YOUR OBJECTIVE
Only the lines from the one containing "Mark the white van, one point per instance." to the end of the material belong in your answer. Please copy them word for word.

SUPPLIED DATA
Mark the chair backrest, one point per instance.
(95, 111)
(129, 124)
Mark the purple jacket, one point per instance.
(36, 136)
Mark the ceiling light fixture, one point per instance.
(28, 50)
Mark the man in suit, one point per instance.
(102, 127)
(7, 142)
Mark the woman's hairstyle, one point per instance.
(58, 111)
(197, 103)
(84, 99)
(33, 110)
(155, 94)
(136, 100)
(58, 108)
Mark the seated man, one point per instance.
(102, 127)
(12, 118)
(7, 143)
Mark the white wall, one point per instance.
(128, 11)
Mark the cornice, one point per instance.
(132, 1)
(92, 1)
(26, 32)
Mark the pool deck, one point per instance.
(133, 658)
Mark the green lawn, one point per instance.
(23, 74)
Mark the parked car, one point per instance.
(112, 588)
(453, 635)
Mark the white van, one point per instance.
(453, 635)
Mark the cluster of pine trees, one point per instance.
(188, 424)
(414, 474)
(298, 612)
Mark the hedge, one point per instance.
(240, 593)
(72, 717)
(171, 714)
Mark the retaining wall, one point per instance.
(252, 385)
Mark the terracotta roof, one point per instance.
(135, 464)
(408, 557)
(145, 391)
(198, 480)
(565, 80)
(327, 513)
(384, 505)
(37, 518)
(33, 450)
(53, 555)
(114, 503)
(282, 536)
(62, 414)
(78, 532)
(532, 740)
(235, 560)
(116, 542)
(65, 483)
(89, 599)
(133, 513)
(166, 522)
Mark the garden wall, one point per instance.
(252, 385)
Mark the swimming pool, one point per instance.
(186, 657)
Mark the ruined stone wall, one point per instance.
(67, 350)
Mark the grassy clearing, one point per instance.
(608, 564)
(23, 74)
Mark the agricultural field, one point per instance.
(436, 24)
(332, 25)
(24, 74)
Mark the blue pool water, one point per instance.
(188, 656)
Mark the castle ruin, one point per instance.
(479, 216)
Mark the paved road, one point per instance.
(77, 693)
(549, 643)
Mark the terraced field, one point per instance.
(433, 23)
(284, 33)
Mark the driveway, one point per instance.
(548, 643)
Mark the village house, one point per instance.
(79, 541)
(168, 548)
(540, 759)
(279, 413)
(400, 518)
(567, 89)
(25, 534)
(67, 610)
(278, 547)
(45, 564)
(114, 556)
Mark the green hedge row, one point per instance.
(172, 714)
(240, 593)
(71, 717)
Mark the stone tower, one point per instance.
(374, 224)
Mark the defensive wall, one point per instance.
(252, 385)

SOLVED EXERCISE
Mark the white van, one point per instance.
(453, 635)
Mark the cluster of pine trees, one point per instance.
(188, 424)
(414, 474)
(298, 612)
Mark the hedge, one point per instance.
(240, 593)
(72, 717)
(171, 714)
Mark the retaining wall, one point per instance.
(252, 385)
Mark the terracotta roof, one point per instance.
(135, 464)
(408, 557)
(145, 391)
(198, 480)
(565, 80)
(327, 513)
(384, 505)
(37, 518)
(33, 450)
(53, 555)
(114, 503)
(282, 536)
(62, 414)
(78, 532)
(532, 740)
(235, 560)
(116, 542)
(65, 483)
(89, 599)
(133, 513)
(166, 522)
Mark the garden wall, one point per instance.
(252, 385)
Mark the swimming pool, one point per instance.
(186, 657)
Mark the ruined stone wall, one point per instance.
(67, 350)
Mark the grassy clearing, one point per instance.
(608, 564)
(23, 74)
Mark the agricultural field, one point per instance.
(436, 24)
(332, 25)
(24, 74)
Mark the blue pool water, one point per instance.
(188, 656)
Mark the castle ruin, one point per instance.
(479, 216)
Mark the paved road, one point per instance.
(77, 693)
(549, 643)
Mark the terraced field, one point per instance.
(433, 23)
(284, 33)
Mark the driveway, one point per instance.
(548, 643)
Mark the village house, one point per instance.
(79, 541)
(168, 548)
(540, 759)
(279, 413)
(400, 518)
(567, 89)
(25, 534)
(67, 610)
(278, 547)
(45, 564)
(114, 556)
Mark the green hedge row, one point per instance.
(172, 714)
(240, 593)
(71, 717)
Mark the stone tower, one point per instance.
(374, 224)
Mark the defensive wall, one point per instance.
(252, 385)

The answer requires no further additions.